Jo Ingold FIEP, Associate Professor, Deakin Business School

It feels like it’s been a long wait for significant announcements about employment programmes to address the impending Covid unemployment crisis. Kickstart has, in general, been greeted positively as an important step in this.

Targeted at 16-24 year olds who are job-ready, Kickstart is a wage subsidy scheme that covers 25 hours per week at the National Minimum Wage plus £1,500 for training and set up plus employer National Insurance Contributions. An ambitious target of 250,000 or more placements has been set, more than previous, similar initiatives.

Employers also need to be able to offer at least 30 individuals placements. Alternatively, they need to get together with other employers to provide 30 placements as a group. Additionally, employers have to commit to provide support to young people to look for long-term work, CV preparation and training.

Obstacles to be overcome to get businesses on-board

Stimulating job creation is certainly to be applauded and it is an element that has largely been missing from UK labour market policy over the past few decades. However, research evidence and experience from practice suggests that are likely to be obstacles to be overcome to get businesses on-board.

We know from evidence that initiatives that sound convincing to policymakers do not automatically translate into compelling offers for businesses. Promotional material coached in programme language, not business language, turns employers off and makes it hard for them to see the value proposition.

I have long argued for the importance of the demand-side in the design, commissioning and delivery of employment and skills programmes. My comparative data show that employer engagement in programmes in the UK on an ongoing basis is low.

However, this is often overlooked by policymakers, who assume employer predisposition towards programme offers. We know that employers have historically had positive experiences with Jobcentre Plus but latterly this appears patchy and, in many cases, employers will need to be convinced to engage.

It needs to be made as easy as possible for employers to quickly find out the benefits of Kickstart for their business. My research shows that many businesses are keen to ‘give young people a chance’ but it also needs to be made simple for them to engage.

Smaller businesses are likely to be left out in the cold

At a time when business models are being pivoted to respond to the challenges of the Covid context, the Kickstart scheme may be a relatively easy sell to businesses who are already confident of the direction of their business and their workforce needs.

The requirement to offer 30 or more placements is likely to appeal mainly to large businesses with well-resourced HR departments which have a handle on workforce planning. However, businesses who are not in either of these positions will need to be approached in a much more consultative manner to identify their needs.

Additionally, smaller businesses, who are likely to benefit from the ‘hand-up’ of Kickstart will not be able to engage without partnering with other organisations. This relies on good partnerships and networks. In our research we found that, where employers were part of business networks both formal (such as employer associations) and informal, relationships were strong.

But many smaller businesses are likely to be left out in the cold. We also know that smaller businesses prefer face-to-face contact and are likely to struggle with the resource implications of self-organising online amidst more pressing daily business priorities.

Ongoing engagement with employability providers

Providing support to help young people to find longer-term work and CV preparation and training. This will require ongoing engagement with the DWP and perhaps also other employability providers with expertise in this.

We know from previous evidence and experience that trying to put employers in the driving seat does not mean they are in control of the car; they are often merely passengers, of hitching a ride. Additionally, there is the broader institutional context for training in the UK. In countries such as Germany and Denmark, with a more coordinated market economy, training individuals is a business-state-trade union partnership.

Records supplied:
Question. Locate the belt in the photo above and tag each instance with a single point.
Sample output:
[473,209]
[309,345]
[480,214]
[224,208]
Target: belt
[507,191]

About this exercise:
Answer these from the text on the Kickstart scheme:
(a) Which age group is Kickstart targeted at?
(b) What is the minimum number of placements an employer must be able to offer?
(c) Which two countries are named as places where training individuals is a business-state-trade union partnership?

The completed task:
(a) Job-ready 16-24 year olds.
(b) At least 30, either alone or as a group with other employers.
(c) Germany and Denmark.